___ SELECTED TEXT

Difference between Osmosis and Diffusion: You would have often seen spraying perfume or room fresheners in the room the smell of the perfume or fresheners gets diffused and you would sense the odor. Also while gardening or watering the plants you would see the water get absorbed by the soil, this is due to the phenomenon of osmosis. The wonders of diffusion and osmosis are common in our daily lives. Oftentimes people get confused about the two terms, namely diffusion and Osmosis. to understand the concept clearly it is necessary to know the difference between the two.. The major difference between the two is that in Osmosis, the water or solvent moves from a lower concentration to a higher concentration, while in diffusion the solvent particles move from a higher concentration level to a lower concentration level.
Difference between Osmosis and Diffusion
The difference between Osmosis and diffusion is that in Osmosis the solvent particles move through a semipermeable membrane whereas in diffusion the solvent particles do not require a semipermeable membrane. Osmosis and Diffusion are important topics in chemistry. The other differences are tabulated below.

______
___ DATA SHOWN

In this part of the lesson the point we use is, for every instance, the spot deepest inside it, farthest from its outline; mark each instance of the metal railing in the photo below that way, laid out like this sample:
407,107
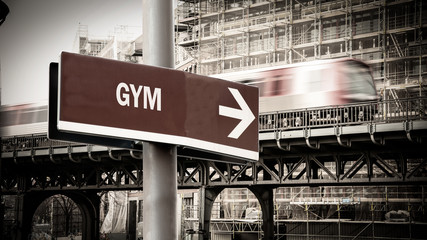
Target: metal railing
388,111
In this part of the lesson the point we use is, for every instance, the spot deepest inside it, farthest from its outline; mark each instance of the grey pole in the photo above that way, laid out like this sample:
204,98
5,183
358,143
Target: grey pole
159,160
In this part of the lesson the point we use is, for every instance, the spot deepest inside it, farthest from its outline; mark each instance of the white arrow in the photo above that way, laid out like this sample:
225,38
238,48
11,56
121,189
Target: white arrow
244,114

______
___ DATA SHOWN

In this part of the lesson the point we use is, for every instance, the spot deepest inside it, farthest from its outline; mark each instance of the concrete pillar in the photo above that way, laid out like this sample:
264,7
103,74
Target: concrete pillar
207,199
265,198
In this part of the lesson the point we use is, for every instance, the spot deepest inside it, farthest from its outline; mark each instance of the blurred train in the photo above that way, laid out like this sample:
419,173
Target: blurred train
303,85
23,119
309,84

______
___ DATA SHOWN

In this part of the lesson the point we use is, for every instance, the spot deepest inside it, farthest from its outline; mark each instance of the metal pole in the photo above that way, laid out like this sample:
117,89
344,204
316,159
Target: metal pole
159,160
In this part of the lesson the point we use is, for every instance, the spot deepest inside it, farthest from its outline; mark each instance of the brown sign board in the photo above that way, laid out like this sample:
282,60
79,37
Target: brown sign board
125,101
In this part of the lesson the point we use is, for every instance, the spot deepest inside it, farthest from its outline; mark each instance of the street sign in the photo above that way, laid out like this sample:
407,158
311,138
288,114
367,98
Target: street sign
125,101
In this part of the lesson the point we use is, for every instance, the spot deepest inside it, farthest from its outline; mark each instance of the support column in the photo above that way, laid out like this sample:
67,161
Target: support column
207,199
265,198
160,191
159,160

______

YOUR TASK →
From the text on osmosis and diffusion, copy out word for word the passage that begins at the words "Difference between Osmosis and Diffusion: You" and stops after the words "lower concentration level.".

WRITTEN RESPONSE →
Difference between Osmosis and Diffusion: You would have often seen spraying perfume or room fresheners in the room the smell of the perfume or fresheners gets diffused and you would sense the odor. Also while gardening or watering the plants you would see the water get absorbed by the soil, this is due to the phenomenon of osmosis. The wonders of diffusion and osmosis are common in our daily lives. Oftentimes people get confused about the two terms, namely diffusion and Osmosis. to understand the concept clearly it is necessary to know the difference between the two.. The major difference between the two is that in Osmosis, the water or solvent moves from a lower concentration to a higher concentration, while in diffusion the solvent particles move from a higher concentration level to a lower concentration level.